>> start Entries shown

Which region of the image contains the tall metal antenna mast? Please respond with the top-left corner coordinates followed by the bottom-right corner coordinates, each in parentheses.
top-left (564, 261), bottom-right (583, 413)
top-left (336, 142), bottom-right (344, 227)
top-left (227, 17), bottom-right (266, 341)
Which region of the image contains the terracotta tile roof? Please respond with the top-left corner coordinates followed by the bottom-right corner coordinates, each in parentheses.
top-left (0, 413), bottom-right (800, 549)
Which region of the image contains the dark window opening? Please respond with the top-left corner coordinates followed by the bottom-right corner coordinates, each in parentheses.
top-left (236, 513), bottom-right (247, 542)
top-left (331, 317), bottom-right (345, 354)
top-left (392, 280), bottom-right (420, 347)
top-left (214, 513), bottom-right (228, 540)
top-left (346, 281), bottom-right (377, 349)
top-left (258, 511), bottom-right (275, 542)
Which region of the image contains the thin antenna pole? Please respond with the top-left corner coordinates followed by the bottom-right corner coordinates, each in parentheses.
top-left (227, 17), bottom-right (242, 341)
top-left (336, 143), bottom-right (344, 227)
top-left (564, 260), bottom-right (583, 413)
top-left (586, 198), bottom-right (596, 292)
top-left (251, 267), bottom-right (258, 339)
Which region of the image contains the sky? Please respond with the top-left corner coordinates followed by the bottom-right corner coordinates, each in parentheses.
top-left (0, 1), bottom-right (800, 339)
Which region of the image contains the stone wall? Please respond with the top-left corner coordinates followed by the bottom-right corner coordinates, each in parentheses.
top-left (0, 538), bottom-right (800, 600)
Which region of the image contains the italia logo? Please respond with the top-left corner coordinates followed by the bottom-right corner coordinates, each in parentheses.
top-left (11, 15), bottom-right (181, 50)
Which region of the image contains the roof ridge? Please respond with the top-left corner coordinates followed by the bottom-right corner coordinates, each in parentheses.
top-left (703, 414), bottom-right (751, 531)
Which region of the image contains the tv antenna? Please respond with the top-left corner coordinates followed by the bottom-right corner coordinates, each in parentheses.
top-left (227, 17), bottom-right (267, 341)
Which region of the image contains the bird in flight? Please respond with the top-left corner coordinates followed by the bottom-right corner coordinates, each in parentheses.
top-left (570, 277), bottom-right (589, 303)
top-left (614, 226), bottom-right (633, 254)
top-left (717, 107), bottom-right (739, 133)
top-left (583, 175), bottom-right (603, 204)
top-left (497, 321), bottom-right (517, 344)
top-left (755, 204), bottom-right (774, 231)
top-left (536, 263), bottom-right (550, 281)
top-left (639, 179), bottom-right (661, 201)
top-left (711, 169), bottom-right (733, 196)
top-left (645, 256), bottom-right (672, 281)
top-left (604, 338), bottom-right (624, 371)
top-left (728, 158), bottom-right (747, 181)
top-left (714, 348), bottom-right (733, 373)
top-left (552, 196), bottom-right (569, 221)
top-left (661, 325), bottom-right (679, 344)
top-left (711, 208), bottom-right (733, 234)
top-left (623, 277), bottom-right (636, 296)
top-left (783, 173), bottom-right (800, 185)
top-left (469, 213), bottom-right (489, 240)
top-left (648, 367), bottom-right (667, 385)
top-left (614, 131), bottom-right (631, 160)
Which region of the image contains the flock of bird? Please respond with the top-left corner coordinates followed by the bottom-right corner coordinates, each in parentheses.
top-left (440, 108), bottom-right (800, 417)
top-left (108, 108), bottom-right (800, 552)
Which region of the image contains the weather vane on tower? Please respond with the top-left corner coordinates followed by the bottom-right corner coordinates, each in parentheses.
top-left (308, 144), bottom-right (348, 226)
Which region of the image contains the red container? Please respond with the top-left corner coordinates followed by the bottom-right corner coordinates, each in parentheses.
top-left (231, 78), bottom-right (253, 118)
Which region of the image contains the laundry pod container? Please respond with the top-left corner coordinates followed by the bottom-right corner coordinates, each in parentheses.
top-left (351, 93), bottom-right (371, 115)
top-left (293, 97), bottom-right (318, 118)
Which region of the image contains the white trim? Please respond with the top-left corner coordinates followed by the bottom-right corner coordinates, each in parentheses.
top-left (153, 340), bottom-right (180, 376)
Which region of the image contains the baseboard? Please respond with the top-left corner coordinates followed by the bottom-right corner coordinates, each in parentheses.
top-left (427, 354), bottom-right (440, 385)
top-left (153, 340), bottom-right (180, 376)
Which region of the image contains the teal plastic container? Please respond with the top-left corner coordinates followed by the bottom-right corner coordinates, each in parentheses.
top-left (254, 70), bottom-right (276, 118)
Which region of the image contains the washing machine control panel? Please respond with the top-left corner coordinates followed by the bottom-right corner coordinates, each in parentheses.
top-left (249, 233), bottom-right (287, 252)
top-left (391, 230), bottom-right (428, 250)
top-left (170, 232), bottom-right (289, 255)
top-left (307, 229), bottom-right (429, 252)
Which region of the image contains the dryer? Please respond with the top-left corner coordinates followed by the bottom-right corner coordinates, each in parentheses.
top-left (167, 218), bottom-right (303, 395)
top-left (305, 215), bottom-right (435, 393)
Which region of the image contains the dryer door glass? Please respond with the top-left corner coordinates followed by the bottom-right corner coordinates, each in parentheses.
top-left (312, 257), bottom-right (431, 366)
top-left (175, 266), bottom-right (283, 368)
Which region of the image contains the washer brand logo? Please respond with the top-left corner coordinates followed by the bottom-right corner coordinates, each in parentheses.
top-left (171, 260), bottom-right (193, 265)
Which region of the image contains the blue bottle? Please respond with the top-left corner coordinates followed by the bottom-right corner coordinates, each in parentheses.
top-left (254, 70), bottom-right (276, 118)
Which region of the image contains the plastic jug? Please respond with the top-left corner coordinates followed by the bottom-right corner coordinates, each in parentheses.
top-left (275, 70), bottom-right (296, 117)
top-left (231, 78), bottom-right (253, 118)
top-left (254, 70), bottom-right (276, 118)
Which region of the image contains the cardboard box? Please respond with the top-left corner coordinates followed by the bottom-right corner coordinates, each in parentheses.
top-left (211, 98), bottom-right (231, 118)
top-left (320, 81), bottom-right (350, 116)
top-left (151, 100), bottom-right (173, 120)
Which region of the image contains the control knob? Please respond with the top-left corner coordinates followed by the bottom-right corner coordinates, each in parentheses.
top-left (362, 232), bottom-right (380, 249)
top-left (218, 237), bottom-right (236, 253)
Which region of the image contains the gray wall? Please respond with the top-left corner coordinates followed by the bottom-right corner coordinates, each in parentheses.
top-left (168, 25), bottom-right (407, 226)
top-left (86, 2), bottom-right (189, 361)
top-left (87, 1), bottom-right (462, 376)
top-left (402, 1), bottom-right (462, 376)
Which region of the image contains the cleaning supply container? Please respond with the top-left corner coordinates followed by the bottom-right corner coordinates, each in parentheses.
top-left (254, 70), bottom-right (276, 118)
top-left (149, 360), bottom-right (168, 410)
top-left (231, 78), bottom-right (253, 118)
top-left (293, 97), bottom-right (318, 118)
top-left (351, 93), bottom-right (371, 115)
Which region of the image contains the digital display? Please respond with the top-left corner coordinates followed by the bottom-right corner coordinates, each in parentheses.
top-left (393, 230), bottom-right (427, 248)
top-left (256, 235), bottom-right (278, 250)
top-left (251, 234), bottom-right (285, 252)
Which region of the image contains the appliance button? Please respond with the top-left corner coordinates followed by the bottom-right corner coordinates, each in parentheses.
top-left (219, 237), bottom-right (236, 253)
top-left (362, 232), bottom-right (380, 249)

>> end Entries shown

- _Task description_: Could you rewrite the records, requests included, starting at the line that contains "Which region of the image contains the control" and ending at the end of the records, with every coordinate in the answers shifted by adding 29?

- _Response to the task_:
Which region of the image contains the control knob? Please respond with the top-left corner coordinates followed by the bottom-right corner coordinates, each in parentheses.
top-left (391, 261), bottom-right (409, 278)
top-left (247, 266), bottom-right (265, 282)
Which region of the image contains the gray wall? Please respond with the top-left corner coordinates followed by the bottom-right corner coordinates, each in parentheses.
top-left (197, 54), bottom-right (436, 255)
top-left (115, 31), bottom-right (218, 390)
top-left (116, 30), bottom-right (491, 405)
top-left (431, 30), bottom-right (491, 405)
Which region of the image contains the cleaning supply container? Please respond with the top-left corner coordinates followed by the bottom-right corner coordinates, each in parentheses.
top-left (283, 99), bottom-right (305, 147)
top-left (178, 389), bottom-right (197, 439)
top-left (260, 107), bottom-right (282, 147)
top-left (322, 126), bottom-right (347, 147)
top-left (380, 122), bottom-right (400, 144)
Which region of the image contains the digital display? Please respond with the top-left corner coordinates followed by the bottom-right corner coordinates, each in parentheses.
top-left (422, 259), bottom-right (456, 277)
top-left (285, 264), bottom-right (307, 279)
top-left (280, 263), bottom-right (314, 281)
Which region of the image contains the appliance button? Please respond with the top-left corner coordinates followed by the bottom-right corner coordinates, each in parentheses.
top-left (248, 266), bottom-right (265, 282)
top-left (391, 261), bottom-right (409, 278)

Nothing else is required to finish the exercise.